→ Stated task
Render this sentence from the forum post below about a strained marriage in Spanish: "A couple of months ago he told me to move on with my life and he is no longer in love with me."

→ Supplied passage

# Just don't know what to think



## TryingToDotheRightThing (Jul 15, 2013)

I've been married for 25 years. For the last year I've been seperated from my husband. He wound up leaving me last year because we had a lot of issues in our marriage. During the seperation I reflected on what I did wrong; wanted to start dating my husband so we could start working on our issues. We dated and things seemed to be working out. About a month later he wound up meeting someone and started texting her and talking to her on the phone. I was livid. I begged him to stop, but he didn't. He said he liked her. About 2 months later he wound up flying to see her and had non stop sex for 3 days. He came back and told me. I was crushed. About a month later he ended the affair. 

During that time we fought so much. I think it was because I felt betrayed and so hurt. Beginning of this year we seemed to make some headway, but every several weeks we would get into huge fights (he would always start them). I pointed out to him these are the things HE needs to fix in our marriage.

A couple of months ago he told me to move on with my life and he is no longer in love with me. Once again, I was very upset.

(Items from a dataset)
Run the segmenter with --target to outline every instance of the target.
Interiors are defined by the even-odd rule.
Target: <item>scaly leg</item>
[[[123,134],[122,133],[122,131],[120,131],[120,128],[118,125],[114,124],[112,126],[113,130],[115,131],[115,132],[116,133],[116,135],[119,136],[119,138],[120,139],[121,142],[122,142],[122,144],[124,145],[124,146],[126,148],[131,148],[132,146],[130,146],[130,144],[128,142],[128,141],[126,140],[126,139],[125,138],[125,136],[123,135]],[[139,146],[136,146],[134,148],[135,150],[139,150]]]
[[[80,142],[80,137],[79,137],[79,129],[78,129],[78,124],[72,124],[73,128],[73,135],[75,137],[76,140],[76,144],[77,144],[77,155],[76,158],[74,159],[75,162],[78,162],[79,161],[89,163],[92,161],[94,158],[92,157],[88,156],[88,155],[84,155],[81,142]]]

→ Result for this exercise
Hace un par de meses me dijo que siguiera adelante con mi vida y que ya no está enamorado de mí.